DATA:
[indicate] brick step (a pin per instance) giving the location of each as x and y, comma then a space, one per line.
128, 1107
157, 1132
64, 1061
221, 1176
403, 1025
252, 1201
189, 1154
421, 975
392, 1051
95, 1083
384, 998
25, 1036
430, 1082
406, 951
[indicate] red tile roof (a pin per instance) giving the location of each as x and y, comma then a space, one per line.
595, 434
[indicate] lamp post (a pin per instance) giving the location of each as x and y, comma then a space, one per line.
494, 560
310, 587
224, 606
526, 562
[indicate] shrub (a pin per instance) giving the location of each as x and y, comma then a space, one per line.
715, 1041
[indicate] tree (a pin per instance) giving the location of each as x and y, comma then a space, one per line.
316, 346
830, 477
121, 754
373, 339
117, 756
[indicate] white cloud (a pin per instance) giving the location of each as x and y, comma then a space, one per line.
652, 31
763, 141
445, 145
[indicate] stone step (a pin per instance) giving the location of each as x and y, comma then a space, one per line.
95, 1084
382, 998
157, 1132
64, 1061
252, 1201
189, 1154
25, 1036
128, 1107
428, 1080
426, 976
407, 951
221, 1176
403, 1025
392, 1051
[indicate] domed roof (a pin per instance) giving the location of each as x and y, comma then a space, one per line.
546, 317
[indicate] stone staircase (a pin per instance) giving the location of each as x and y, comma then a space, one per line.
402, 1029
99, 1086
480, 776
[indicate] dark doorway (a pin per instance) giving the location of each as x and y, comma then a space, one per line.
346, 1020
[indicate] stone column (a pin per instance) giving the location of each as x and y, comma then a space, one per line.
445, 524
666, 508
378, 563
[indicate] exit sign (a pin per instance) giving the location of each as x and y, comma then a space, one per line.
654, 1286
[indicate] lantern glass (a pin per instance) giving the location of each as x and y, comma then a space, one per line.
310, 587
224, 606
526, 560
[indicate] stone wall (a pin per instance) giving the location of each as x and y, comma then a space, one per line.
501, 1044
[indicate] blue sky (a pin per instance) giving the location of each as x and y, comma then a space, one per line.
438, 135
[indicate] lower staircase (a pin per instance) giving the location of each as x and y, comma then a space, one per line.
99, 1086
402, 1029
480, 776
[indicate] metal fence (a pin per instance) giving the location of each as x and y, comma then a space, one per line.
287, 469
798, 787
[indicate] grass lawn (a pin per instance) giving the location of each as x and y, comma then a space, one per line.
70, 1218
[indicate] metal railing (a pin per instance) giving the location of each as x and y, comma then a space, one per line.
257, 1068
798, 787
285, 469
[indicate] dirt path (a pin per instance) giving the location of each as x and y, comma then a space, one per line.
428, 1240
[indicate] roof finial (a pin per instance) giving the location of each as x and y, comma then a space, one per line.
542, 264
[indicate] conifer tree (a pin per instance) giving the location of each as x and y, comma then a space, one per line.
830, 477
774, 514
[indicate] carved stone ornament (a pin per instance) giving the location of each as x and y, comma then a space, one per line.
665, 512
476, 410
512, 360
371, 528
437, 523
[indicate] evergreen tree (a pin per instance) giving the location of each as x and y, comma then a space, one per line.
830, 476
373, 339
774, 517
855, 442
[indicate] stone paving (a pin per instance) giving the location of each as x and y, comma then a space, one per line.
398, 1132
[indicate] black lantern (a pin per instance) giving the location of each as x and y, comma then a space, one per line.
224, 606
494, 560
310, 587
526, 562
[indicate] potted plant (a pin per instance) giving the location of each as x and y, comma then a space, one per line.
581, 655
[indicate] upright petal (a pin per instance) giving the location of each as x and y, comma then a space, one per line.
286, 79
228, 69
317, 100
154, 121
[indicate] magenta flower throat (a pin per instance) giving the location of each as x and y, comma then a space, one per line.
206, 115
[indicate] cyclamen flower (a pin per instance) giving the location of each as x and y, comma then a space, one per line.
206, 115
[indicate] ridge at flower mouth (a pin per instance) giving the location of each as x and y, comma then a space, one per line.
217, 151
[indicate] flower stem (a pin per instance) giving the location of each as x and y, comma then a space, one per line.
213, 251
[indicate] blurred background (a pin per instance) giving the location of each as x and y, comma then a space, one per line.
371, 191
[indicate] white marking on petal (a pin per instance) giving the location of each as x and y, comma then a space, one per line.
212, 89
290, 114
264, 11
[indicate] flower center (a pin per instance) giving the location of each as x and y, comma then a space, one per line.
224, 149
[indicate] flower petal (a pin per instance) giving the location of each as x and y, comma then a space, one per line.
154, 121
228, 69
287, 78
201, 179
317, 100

TO BE DONE:
Lay out every row above as a Markdown table with two columns, Number and Content. Number the rows in order and leave out any blank lines.

RESULT FOR THIS TASK:
| Number | Content |
|---|---|
| 1 | [indicate] brick step (a pin per instance) giving the location of each as x and y, comma then a space, one per line. |
| 2 | 128, 1107 |
| 3 | 157, 1132 |
| 4 | 64, 1061 |
| 5 | 221, 1176 |
| 6 | 403, 1025 |
| 7 | 252, 1201 |
| 8 | 189, 1154 |
| 9 | 421, 975 |
| 10 | 392, 1051 |
| 11 | 95, 1083 |
| 12 | 384, 998 |
| 13 | 25, 1036 |
| 14 | 430, 1082 |
| 15 | 406, 951 |
| 16 | [indicate] red tile roof (a pin per instance) giving the location of each as x and y, comma then a space, one per line. |
| 17 | 595, 434 |
| 18 | [indicate] lamp post (a pin per instance) giving the location of each as x and y, comma then a space, one per line. |
| 19 | 494, 560 |
| 20 | 310, 587 |
| 21 | 224, 606 |
| 22 | 526, 562 |
| 23 | [indicate] shrub (a pin per instance) giving the location of each as x and y, comma then a space, one per line. |
| 24 | 715, 1041 |
| 25 | [indicate] tree (a pin per instance) giving the location of each as x and y, comma then a space, one per line. |
| 26 | 316, 346 |
| 27 | 830, 477 |
| 28 | 121, 754 |
| 29 | 373, 339 |
| 30 | 117, 756 |
| 31 | [indicate] white cloud (a pin per instance) giving the location of each as x and y, comma then a space, one per line. |
| 32 | 652, 31 |
| 33 | 763, 141 |
| 34 | 445, 145 |
| 35 | [indicate] stone step (a pin per instance) giving the location of each as x and y, comma then a space, one per line. |
| 36 | 95, 1084 |
| 37 | 382, 998 |
| 38 | 157, 1132 |
| 39 | 64, 1061 |
| 40 | 252, 1201 |
| 41 | 189, 1154 |
| 42 | 25, 1036 |
| 43 | 128, 1107 |
| 44 | 428, 1080 |
| 45 | 426, 976 |
| 46 | 407, 951 |
| 47 | 221, 1176 |
| 48 | 403, 1025 |
| 49 | 392, 1051 |
| 50 | [indicate] domed roof (a pin per instance) giving the location of each as x and y, comma then a space, one per line. |
| 51 | 546, 317 |
| 52 | [indicate] stone staircase (a pin per instance) giving the location of each as x and y, comma then a space, one per line. |
| 53 | 402, 1029 |
| 54 | 99, 1086 |
| 55 | 480, 776 |
| 56 | [indicate] dark doorway (a pin per instance) giving the location of each as x and y, comma then a space, one per line. |
| 57 | 346, 1020 |
| 58 | [indicate] stone column (a pin per instance) giving the location of each as x and y, comma then a space, one per line. |
| 59 | 445, 524 |
| 60 | 666, 508 |
| 61 | 378, 563 |
| 62 | [indicate] exit sign (a pin per instance) giving the location of each as x and y, comma then a space, one per line. |
| 63 | 654, 1286 |
| 64 | [indicate] lantern glass (a pin per instance) giving the location of each as x and y, comma then a space, one per line. |
| 65 | 310, 587 |
| 66 | 224, 606 |
| 67 | 526, 560 |
| 68 | [indicate] stone wall (a pin per instance) giving the location of each as x and y, comma then a space, one per line. |
| 69 | 501, 1044 |
| 70 | [indicate] blue sky (a pin per instance) giving the location of each as x and y, comma then a space, one per line. |
| 71 | 438, 135 |
| 72 | [indicate] lower staircase (a pin per instance) giving the location of each as x and y, comma then a space, one per line. |
| 73 | 99, 1086 |
| 74 | 402, 1029 |
| 75 | 480, 776 |
| 76 | [indicate] metal fence (a pin per instance) giving the location of each as x and y, comma then a space, one per line. |
| 77 | 287, 469 |
| 78 | 798, 787 |
| 79 | [indicate] grass lawn (a pin per instance) giving the location of each as x and y, comma then a space, one per line. |
| 80 | 70, 1218 |
| 81 | [indicate] metal railing (a pin per instance) giving the location of each as x and y, comma then a space, one per line. |
| 82 | 257, 1068 |
| 83 | 798, 787 |
| 84 | 285, 469 |
| 85 | [indicate] dirt path (a pin per instance) giving the location of each as x and y, comma then a space, one per line. |
| 86 | 428, 1240 |
| 87 | [indicate] roof finial (a pin per instance) giving the location of each as x and y, comma then a space, one per line. |
| 88 | 542, 264 |
| 89 | [indicate] conifer tree (a pin per instance) giving the location of each as x and y, comma then a space, one per line. |
| 90 | 830, 477 |
| 91 | 774, 514 |
| 92 | [indicate] carved stone ornament (a pin per instance) giving the location of each as x and y, comma then a space, one per line. |
| 93 | 665, 512 |
| 94 | 476, 410 |
| 95 | 512, 360 |
| 96 | 371, 528 |
| 97 | 437, 523 |
| 98 | [indicate] evergreen tree (a pin per instance) giving the location of each as x and y, comma then a space, one per line. |
| 99 | 830, 476 |
| 100 | 373, 339 |
| 101 | 774, 517 |
| 102 | 855, 442 |
| 103 | [indicate] stone paving (a pin per instance) giving the location of each as x and y, comma then a space, one per line. |
| 104 | 398, 1132 |
| 105 | [indicate] black lantern (a pin per instance) giving the location of each as x and y, comma then a space, one per line. |
| 106 | 224, 606 |
| 107 | 494, 560 |
| 108 | 310, 587 |
| 109 | 526, 562 |
| 110 | [indicate] potted plant (a pin per instance) giving the location of each as x and y, comma then a space, one per line. |
| 111 | 581, 655 |
| 112 | [indicate] upright petal (a pin per instance) giving the location of each as x and y, comma then a space, one per line. |
| 113 | 286, 79 |
| 114 | 228, 69 |
| 115 | 317, 100 |
| 116 | 154, 121 |
| 117 | [indicate] magenta flower throat (a pin per instance) giving the location of each as x and y, comma then a space, one per line. |
| 118 | 206, 115 |
| 119 | [indicate] cyclamen flower (a pin per instance) giving the location of each as x and y, comma then a space, one per line. |
| 120 | 206, 115 |
| 121 | [indicate] ridge at flower mouth (a pin per instance) giving the location of each as x and y, comma then a space, one per line. |
| 122 | 217, 151 |
| 123 | [indicate] flower stem (a pin per instance) giving the location of each as x and y, comma then a space, one per line. |
| 124 | 213, 251 |
| 125 | [indicate] blurred background (a pin per instance) giving the location of each as x and y, comma then a space, one per line. |
| 126 | 371, 191 |
| 127 | [indicate] white marking on petal (a pin per instance) giving the location of each as x and y, comma then a space, one per line. |
| 128 | 212, 89 |
| 129 | 290, 114 |
| 130 | 264, 11 |
| 131 | [indicate] flower center (a pin per instance) giving the location of each as x and y, comma then a space, one per line. |
| 132 | 224, 149 |
| 133 | [indicate] flower petal (a pin per instance) giving the location of each as x and y, comma then a space, one per line. |
| 134 | 154, 121 |
| 135 | 228, 69 |
| 136 | 287, 78 |
| 137 | 201, 179 |
| 138 | 317, 100 |